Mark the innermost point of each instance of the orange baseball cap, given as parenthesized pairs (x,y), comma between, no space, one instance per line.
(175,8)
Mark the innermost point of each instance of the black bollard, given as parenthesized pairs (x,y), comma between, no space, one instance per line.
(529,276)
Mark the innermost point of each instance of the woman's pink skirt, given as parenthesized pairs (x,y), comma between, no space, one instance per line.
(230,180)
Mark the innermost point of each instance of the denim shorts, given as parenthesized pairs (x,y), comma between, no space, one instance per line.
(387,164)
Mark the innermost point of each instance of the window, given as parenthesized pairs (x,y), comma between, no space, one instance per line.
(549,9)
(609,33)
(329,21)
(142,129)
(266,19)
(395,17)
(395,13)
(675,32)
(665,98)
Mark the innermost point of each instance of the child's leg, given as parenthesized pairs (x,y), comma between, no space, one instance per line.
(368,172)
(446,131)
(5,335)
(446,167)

================

▸ Prompt
Every entry in the listing should be retyped exactly.

▸ Answer to the problem
Mark the innermost point of each instance of the orange baseball cap, given as parenthesized pairs (x,y), comma between, no space, one instance per line.
(175,8)
Mark the innermost point of each instance of the black bollard, given as parenthesized pairs (x,y), comma between, no space, one instance per line.
(529,276)
Mark the innermost point of each instance of the woman's pink skirt, given as parenthesized pairs (x,y), comma between, no space, one instance per line.
(230,180)
Mark the innermost point of each instance of the denim shorts, given as parenthesized pairs (x,y), comma between, no space, one instance per line.
(387,164)
Mark the innermost point of each instance of the window, given as parenthesized pairs (x,y), comma between, no space, one instance per line.
(549,9)
(609,33)
(329,21)
(142,129)
(266,19)
(395,17)
(395,13)
(675,32)
(665,98)
Mark the innermost point of each instance of the child's leg, given as parenthesized pairs (x,y), comma between, no space, one instance per line.
(368,172)
(446,131)
(5,335)
(446,167)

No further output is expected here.